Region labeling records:

## START

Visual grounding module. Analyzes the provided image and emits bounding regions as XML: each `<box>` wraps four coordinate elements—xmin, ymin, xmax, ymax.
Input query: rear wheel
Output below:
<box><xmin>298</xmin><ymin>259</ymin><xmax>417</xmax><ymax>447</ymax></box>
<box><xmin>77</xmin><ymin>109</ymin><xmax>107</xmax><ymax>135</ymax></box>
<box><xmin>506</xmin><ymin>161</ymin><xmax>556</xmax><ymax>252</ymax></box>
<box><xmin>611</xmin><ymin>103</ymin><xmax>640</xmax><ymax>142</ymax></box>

## END

• [Prompt]: Can you render every line of the records above as a numbered list, leaving out any blank lines?

• [Result]:
1. Visual grounding module. Analyzes the provided image and emits bounding regions as XML: each `<box>` wraps four coordinate elements—xmin, ymin, xmax, ymax.
2. Input query: rear wheel
3. Output below:
4. <box><xmin>298</xmin><ymin>259</ymin><xmax>417</xmax><ymax>447</ymax></box>
5. <box><xmin>77</xmin><ymin>109</ymin><xmax>107</xmax><ymax>135</ymax></box>
6. <box><xmin>506</xmin><ymin>161</ymin><xmax>556</xmax><ymax>252</ymax></box>
7. <box><xmin>611</xmin><ymin>103</ymin><xmax>640</xmax><ymax>142</ymax></box>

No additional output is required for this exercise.